Point annotation records:
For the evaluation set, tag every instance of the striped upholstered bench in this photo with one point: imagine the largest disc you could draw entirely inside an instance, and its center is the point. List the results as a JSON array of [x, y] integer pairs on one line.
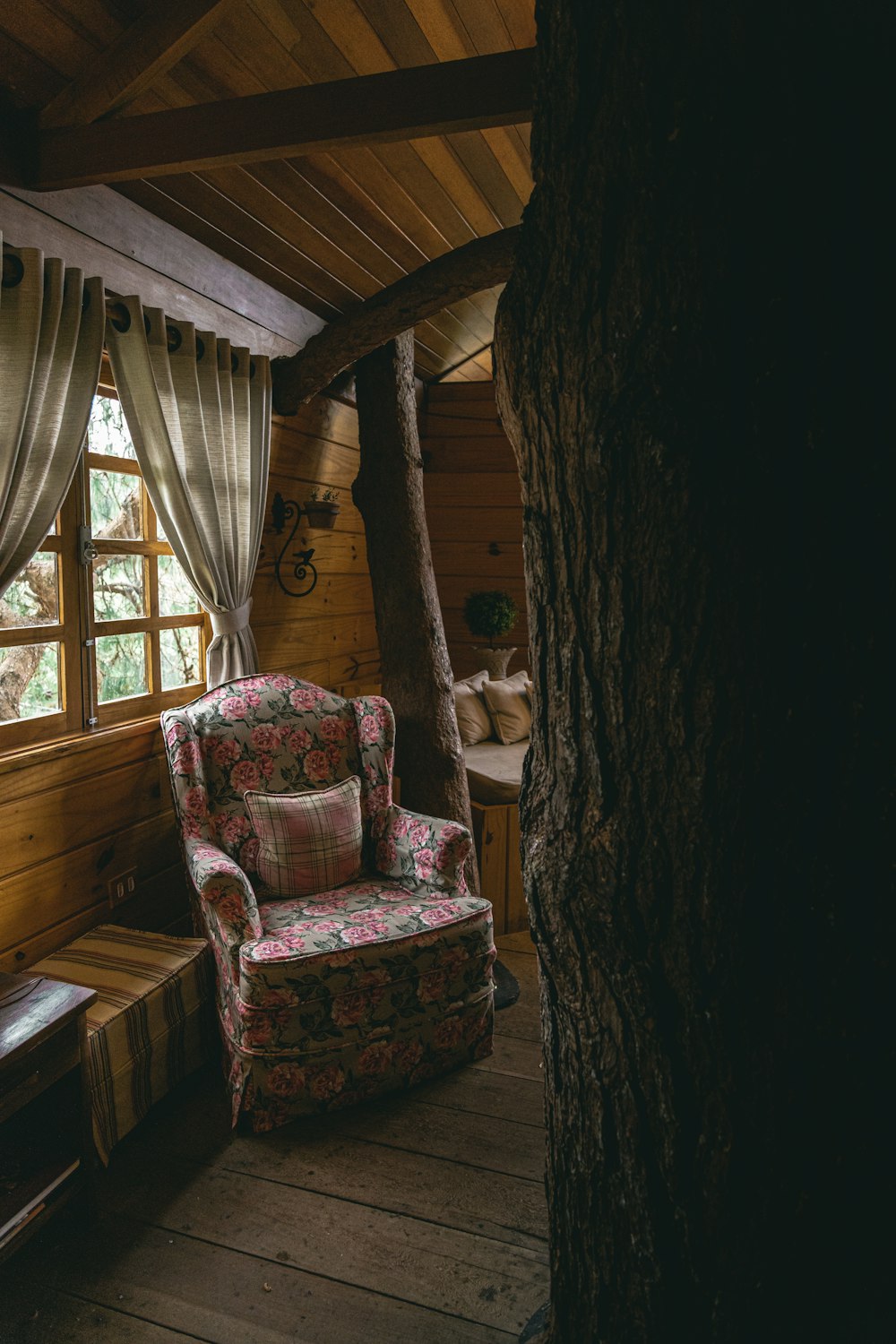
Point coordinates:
[[152, 1023]]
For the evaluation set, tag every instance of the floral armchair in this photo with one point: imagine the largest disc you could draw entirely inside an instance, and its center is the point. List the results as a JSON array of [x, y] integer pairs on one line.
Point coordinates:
[[330, 999]]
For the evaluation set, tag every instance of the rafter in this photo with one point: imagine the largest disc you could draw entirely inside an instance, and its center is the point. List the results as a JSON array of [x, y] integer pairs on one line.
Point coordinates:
[[435, 99], [411, 300], [150, 47]]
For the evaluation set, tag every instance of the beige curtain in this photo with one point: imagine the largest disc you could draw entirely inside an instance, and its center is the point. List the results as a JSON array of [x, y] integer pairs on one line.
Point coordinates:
[[51, 325], [199, 416]]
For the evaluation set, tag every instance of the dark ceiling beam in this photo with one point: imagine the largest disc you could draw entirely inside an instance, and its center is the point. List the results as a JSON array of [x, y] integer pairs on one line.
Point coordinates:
[[457, 274], [435, 99], [144, 51]]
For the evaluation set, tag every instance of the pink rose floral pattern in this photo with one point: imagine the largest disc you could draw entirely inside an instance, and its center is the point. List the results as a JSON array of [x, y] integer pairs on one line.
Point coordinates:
[[331, 999]]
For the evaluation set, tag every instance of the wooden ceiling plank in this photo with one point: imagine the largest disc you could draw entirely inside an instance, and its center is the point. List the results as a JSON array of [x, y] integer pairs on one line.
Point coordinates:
[[340, 188], [150, 47], [175, 212], [401, 32], [38, 30], [463, 193], [285, 180], [349, 30], [513, 158], [394, 309], [398, 105], [519, 16], [426, 193], [374, 175], [487, 177], [207, 202], [27, 78], [444, 31], [452, 34], [263, 204]]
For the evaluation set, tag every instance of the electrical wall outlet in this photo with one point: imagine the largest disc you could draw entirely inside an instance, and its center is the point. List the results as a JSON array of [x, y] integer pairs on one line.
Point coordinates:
[[123, 886]]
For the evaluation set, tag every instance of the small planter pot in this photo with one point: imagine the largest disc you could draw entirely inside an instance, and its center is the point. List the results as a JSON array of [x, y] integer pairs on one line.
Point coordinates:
[[495, 660], [320, 513]]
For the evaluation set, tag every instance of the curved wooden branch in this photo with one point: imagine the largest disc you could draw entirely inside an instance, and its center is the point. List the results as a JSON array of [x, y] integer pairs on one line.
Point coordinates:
[[411, 300]]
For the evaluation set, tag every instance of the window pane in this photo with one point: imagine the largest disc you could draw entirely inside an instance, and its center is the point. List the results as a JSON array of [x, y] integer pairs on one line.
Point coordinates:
[[118, 588], [180, 658], [34, 599], [175, 594], [108, 432], [116, 508], [121, 666], [30, 682]]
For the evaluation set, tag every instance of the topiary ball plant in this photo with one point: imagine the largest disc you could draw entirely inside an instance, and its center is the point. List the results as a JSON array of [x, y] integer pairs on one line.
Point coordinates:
[[489, 616]]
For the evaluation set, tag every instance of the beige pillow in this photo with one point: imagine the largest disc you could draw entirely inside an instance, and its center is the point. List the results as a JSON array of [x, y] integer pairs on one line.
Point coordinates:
[[509, 709], [471, 717]]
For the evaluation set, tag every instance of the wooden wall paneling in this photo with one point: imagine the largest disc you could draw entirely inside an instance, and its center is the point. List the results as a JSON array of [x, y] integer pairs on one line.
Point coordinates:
[[478, 561], [474, 511], [468, 454], [161, 905], [331, 634], [74, 814], [38, 30], [497, 524], [452, 489], [26, 75], [48, 892], [312, 639], [454, 588]]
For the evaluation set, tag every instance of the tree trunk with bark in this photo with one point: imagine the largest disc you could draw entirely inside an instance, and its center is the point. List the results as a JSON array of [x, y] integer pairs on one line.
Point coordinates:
[[417, 672], [685, 371]]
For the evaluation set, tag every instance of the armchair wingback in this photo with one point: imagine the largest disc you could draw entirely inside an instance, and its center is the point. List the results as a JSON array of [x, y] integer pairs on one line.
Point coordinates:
[[331, 997]]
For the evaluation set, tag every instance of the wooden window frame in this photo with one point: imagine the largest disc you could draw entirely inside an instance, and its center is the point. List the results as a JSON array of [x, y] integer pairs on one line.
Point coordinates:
[[77, 628]]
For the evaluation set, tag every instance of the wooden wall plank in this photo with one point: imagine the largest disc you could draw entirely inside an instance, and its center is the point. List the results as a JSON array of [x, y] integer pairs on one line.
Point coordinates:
[[61, 887], [474, 511], [75, 814], [489, 524]]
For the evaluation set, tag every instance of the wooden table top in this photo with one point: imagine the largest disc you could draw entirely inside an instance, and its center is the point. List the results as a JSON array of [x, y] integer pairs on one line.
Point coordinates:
[[32, 1007]]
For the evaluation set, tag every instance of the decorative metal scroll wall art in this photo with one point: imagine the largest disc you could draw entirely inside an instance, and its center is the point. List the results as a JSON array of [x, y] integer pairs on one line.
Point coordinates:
[[304, 575]]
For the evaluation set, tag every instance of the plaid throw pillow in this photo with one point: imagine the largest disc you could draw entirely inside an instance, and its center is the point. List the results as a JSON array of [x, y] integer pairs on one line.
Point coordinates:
[[308, 841]]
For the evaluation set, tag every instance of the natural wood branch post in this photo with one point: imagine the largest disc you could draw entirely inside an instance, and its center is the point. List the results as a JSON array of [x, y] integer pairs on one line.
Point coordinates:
[[411, 300], [417, 674]]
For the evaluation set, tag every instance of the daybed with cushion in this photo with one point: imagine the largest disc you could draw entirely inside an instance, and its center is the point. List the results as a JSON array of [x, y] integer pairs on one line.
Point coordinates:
[[495, 719], [351, 959]]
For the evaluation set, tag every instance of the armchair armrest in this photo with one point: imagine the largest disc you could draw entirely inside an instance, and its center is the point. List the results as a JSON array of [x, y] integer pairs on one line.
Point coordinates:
[[424, 854], [228, 903]]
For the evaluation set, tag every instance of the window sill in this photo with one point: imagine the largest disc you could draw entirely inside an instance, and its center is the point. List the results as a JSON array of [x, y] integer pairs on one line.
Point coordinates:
[[21, 757]]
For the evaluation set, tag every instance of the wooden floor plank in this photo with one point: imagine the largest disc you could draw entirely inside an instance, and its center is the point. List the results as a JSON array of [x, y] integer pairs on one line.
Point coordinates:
[[309, 1155], [212, 1293], [522, 1018], [513, 1056], [38, 1314], [479, 1142], [417, 1219], [406, 1258], [516, 943]]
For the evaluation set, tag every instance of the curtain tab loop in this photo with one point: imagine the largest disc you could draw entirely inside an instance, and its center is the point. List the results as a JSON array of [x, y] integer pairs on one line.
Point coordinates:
[[230, 623]]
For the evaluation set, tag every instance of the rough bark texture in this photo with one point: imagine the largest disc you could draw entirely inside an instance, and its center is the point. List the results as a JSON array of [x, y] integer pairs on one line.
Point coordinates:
[[417, 674], [686, 373], [427, 290]]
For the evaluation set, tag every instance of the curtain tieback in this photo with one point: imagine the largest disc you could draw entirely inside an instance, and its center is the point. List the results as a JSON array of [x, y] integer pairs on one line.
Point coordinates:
[[230, 623]]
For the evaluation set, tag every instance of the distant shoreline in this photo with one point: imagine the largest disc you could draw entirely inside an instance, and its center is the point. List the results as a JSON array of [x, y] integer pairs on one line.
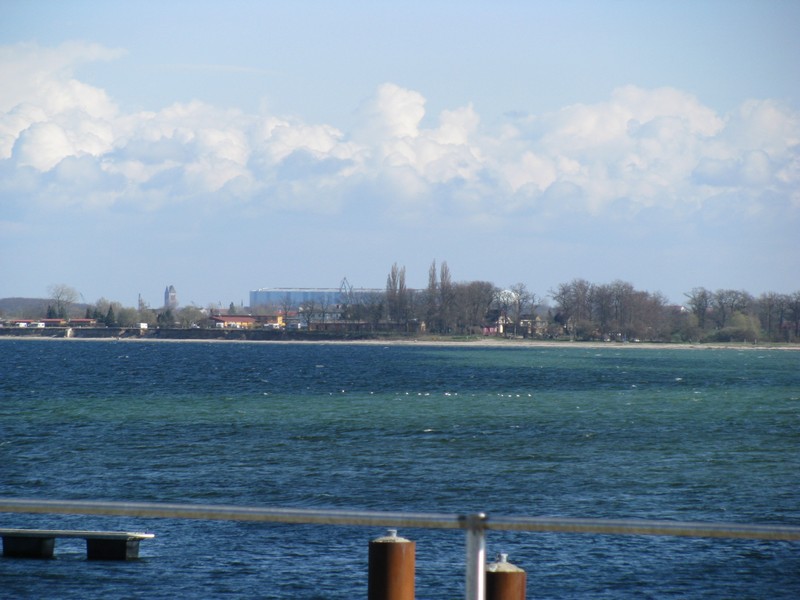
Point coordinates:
[[487, 342]]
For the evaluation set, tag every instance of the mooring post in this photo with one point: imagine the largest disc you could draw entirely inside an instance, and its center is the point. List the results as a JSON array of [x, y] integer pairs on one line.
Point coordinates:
[[391, 568], [476, 556], [504, 581]]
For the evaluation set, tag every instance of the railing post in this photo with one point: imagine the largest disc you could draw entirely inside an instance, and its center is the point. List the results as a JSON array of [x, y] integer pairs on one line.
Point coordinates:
[[476, 556]]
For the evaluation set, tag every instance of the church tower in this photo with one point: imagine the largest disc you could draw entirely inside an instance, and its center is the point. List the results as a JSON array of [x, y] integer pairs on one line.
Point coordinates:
[[170, 297]]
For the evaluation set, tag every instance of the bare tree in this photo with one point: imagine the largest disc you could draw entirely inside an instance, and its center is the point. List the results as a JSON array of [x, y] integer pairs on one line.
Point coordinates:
[[397, 296], [699, 303], [520, 302]]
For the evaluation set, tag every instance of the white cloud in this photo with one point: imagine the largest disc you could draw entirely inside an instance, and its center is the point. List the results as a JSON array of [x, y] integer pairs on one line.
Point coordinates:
[[659, 147]]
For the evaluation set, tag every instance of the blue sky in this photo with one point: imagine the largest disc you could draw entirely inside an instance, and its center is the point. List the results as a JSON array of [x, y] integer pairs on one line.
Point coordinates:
[[223, 147]]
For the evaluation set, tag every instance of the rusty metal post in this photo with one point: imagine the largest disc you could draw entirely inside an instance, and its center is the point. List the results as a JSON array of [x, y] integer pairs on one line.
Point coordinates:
[[475, 584], [391, 568], [504, 581]]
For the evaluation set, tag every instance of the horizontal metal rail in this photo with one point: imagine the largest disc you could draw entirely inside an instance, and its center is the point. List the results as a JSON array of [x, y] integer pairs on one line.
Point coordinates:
[[402, 519], [476, 524]]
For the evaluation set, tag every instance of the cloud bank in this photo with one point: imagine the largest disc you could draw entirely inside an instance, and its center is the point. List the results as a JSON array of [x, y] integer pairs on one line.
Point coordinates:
[[65, 143]]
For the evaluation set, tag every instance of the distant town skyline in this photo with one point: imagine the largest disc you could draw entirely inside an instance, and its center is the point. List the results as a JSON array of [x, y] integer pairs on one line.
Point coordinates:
[[294, 144]]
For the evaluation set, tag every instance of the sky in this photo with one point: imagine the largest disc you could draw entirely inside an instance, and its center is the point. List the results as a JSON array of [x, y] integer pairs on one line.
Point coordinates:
[[225, 147]]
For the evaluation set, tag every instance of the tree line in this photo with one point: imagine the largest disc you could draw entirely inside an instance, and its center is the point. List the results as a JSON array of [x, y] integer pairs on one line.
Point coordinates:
[[580, 310]]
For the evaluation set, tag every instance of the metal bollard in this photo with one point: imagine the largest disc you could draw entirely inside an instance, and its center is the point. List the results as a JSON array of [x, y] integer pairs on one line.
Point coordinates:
[[391, 568], [504, 581]]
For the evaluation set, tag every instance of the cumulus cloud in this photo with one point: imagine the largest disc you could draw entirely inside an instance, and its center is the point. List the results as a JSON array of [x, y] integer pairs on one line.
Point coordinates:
[[640, 148]]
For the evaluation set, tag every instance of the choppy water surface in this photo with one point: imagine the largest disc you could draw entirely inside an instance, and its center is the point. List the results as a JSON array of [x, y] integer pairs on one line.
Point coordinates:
[[613, 432]]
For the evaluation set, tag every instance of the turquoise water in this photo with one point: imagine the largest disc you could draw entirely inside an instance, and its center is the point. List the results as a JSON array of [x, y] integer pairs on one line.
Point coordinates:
[[612, 432]]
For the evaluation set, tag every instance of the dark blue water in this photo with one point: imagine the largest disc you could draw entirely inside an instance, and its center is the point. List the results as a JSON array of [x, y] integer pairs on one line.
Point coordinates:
[[613, 432]]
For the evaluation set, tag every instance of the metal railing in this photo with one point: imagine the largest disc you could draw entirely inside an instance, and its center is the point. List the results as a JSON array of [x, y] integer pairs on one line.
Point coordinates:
[[476, 525]]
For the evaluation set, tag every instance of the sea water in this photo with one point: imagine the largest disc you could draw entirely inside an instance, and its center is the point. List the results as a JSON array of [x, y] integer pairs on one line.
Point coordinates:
[[609, 432]]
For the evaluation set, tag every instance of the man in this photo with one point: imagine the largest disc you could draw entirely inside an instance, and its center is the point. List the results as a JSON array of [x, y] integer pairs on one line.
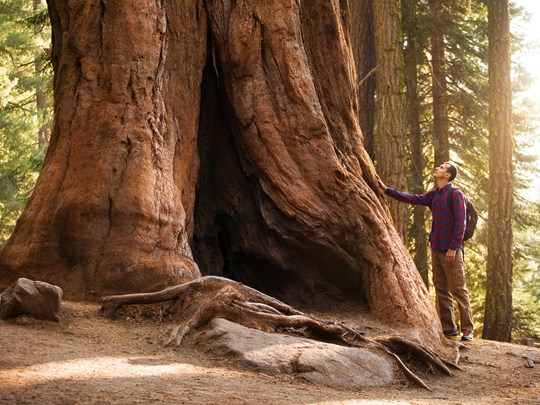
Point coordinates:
[[446, 240]]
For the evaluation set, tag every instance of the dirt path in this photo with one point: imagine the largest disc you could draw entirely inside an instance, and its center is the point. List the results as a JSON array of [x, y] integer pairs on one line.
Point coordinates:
[[86, 359]]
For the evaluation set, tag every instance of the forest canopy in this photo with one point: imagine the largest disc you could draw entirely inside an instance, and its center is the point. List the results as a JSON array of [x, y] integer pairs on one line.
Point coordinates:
[[26, 114]]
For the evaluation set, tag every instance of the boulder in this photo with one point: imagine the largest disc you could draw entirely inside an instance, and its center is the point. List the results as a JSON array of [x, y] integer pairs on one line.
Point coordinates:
[[277, 354], [37, 299]]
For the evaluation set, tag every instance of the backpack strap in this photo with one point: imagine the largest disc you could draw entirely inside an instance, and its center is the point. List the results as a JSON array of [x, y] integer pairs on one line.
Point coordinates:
[[450, 199]]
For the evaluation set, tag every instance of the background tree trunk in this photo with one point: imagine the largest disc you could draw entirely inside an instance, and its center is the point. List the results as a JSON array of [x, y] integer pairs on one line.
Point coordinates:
[[498, 313], [287, 199], [412, 56], [389, 115], [439, 88], [362, 38]]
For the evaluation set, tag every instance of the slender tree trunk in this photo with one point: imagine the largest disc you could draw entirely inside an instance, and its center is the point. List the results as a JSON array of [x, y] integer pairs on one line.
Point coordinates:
[[41, 95], [362, 37], [439, 88], [412, 56], [389, 116], [287, 197], [498, 312]]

--- Aim of the task ---
Write out the stretch from the start of the data through the line that contains "[[152, 1023]]", keeping every line the same. Leave the pictures out.

--- Finished exercise ---
For the evaluation set, tag every instance of the striped upholstered bench in this photo with one point: imagine the largest disc you could draw entirely inside an instance, and its center is the point. List the results as a JSON array of [x, y] integer pairs on one line.
Point coordinates:
[[152, 1023]]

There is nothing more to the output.